> [Text passage]:

*** Block opens ***

First Lady of Trinidad and Tobago
- In role March 19, 1997 – March 17, 2003
- President: A. N. R. Robinson
- Preceded by: Zalayhar Hassanali
- Succeeded by: Jean Ramjohn-Richards

Personal details
- Born: 31 March 1931 Port of Spain, Trinidad
- Died: 9 October 2009 (aged 78) Ellerslie Park, Trinidad and Tobago
- Spouse: A. N. R. Robinson
- Children: 2
- Alma mater: Columbia University

= Patricia Robinson =

Trinidadian economist and public servant (1931–2009)

Patricia Rawlins Robinson (March 31, 1931 – September 10, 2009) was a Trinidadian economist and public servant who served as the First Lady of Trinidad and Tobago from 1997 until 2003. She was married to former President and Prime Minister A. N. R. Robinson.

==Biography==

===Early life===
Robinson was born Patricia Rawlins in a building on the corner of Oxford and Observatory Streets in eastern Port-of-Spain, Trinidad, on March 31, 1931. She attended Tranquility Government Primary School. Following elementary school, Robinson was awarded an exhibition, a British form of a scholarship, to St Joseph's Convent.

*** Block closes ***

> [Problem to solve]:
From the Patricia Robinson biography above, copy without changes the part that begins with the words containing "Trinidadian economist and public servant (1931–2009)" and ends with "St Joseph's Convent.".

> [Given information]:
*** Block opens ***

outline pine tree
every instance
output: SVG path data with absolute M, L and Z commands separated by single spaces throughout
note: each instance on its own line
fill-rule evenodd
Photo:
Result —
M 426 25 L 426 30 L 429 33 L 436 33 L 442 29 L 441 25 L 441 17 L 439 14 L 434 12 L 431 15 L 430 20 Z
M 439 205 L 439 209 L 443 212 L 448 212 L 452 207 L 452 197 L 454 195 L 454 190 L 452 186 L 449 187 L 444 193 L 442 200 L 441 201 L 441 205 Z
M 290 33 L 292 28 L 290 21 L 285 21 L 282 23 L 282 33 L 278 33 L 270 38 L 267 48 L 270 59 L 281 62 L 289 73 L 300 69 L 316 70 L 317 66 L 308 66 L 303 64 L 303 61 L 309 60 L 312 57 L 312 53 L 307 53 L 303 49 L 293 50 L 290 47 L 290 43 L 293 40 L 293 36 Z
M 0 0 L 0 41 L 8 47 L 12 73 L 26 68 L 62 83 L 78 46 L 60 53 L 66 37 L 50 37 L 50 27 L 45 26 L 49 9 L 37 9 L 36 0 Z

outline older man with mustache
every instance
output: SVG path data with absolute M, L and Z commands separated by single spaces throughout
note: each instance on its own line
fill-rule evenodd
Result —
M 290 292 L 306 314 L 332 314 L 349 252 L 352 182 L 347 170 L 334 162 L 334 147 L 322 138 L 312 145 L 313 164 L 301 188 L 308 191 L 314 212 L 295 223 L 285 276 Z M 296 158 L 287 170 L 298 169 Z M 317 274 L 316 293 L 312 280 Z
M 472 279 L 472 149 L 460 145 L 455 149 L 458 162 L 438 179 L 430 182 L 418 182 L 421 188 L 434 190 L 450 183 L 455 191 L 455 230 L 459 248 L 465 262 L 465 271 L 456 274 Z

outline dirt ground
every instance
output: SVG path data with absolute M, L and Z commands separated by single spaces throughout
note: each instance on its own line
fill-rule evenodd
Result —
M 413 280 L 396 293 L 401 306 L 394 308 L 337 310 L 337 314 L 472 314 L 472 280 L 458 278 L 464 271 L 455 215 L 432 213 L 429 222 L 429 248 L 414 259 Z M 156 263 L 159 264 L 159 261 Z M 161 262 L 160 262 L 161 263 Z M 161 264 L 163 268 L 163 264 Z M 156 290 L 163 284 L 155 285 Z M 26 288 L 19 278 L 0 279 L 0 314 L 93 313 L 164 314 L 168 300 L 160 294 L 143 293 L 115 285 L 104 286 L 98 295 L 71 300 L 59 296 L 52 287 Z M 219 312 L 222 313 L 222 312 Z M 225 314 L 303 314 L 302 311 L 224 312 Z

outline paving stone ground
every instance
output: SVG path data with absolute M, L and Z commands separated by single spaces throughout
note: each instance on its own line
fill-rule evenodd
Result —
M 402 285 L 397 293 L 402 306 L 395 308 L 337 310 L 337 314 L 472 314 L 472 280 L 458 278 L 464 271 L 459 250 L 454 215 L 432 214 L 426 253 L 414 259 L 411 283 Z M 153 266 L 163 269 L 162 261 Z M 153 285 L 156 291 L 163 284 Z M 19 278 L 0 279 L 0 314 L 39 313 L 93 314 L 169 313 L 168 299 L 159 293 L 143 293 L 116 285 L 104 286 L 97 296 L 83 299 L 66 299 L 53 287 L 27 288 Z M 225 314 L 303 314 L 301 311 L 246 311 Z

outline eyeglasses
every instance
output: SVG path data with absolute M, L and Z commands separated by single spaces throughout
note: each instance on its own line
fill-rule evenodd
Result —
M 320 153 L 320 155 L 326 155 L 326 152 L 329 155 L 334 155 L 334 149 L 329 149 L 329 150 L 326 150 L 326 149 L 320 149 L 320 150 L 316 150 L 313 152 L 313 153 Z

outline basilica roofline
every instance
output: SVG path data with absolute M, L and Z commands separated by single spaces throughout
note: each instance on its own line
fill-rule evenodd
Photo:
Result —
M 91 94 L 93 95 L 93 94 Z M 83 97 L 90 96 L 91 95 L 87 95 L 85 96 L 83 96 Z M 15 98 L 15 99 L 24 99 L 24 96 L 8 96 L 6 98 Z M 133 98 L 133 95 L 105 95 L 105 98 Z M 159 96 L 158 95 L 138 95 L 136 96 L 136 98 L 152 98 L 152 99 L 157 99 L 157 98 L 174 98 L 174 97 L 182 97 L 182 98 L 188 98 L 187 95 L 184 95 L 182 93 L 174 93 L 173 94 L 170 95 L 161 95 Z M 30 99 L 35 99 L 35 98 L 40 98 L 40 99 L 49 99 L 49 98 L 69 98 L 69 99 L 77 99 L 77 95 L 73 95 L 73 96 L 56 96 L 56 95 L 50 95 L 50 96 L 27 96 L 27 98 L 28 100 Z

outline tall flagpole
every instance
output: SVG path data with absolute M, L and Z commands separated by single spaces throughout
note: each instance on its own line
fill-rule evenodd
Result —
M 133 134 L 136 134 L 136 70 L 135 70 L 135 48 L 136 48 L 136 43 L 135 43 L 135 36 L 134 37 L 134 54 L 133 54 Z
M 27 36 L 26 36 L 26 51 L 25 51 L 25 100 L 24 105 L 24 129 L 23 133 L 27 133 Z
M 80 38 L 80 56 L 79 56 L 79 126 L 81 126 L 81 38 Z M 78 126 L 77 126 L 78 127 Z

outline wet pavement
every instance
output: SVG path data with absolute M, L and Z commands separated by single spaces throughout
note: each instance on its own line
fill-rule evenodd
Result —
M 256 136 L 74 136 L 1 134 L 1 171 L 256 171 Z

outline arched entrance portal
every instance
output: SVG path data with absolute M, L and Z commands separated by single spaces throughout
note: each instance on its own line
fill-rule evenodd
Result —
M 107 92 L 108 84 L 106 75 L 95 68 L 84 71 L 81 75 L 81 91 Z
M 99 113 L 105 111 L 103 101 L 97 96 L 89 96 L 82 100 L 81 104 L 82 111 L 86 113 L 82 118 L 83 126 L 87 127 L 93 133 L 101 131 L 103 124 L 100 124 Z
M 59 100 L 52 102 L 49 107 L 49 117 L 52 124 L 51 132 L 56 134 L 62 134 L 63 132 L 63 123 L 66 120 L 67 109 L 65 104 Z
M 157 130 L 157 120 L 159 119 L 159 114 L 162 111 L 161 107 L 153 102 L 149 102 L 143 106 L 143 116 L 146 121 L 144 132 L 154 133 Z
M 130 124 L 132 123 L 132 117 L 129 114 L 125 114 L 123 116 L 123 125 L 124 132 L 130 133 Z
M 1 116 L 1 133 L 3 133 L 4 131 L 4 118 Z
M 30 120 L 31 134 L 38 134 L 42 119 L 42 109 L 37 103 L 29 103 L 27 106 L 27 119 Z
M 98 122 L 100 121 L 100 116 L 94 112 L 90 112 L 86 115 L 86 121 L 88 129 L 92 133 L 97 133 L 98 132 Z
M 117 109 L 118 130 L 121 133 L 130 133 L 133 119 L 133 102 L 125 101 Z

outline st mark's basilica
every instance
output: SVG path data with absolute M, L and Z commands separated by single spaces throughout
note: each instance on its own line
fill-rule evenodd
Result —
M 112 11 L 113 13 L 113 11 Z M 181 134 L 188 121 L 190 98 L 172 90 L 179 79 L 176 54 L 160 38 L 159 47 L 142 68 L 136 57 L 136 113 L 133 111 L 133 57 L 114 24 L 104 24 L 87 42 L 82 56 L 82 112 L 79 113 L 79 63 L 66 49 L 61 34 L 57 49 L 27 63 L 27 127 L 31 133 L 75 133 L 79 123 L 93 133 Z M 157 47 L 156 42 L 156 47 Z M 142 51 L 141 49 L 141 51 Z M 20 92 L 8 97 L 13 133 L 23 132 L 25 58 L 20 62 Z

*** Block closes ***

> [Response to the exercise]:
Trinidadian economist and public servant (1931–2009)

Patricia Rawlins Robinson (March 31, 1931 – September 10, 2009) was a Trinidadian economist and public servant who served as the First Lady of Trinidad and Tobago from 1997 until 2003. She was married to former President and Prime Minister A. N. R. Robinson.

==Biography==

===Early life===
Robinson was born Patricia Rawlins in a building on the corner of Oxford and Observatory Streets in eastern Port-of-Spain, Trinidad, on March 31, 1931. She attended Tranquility Government Primary School. Following elementary school, Robinson was awarded an exhibition, a British form of a scholarship, to St Joseph's Convent.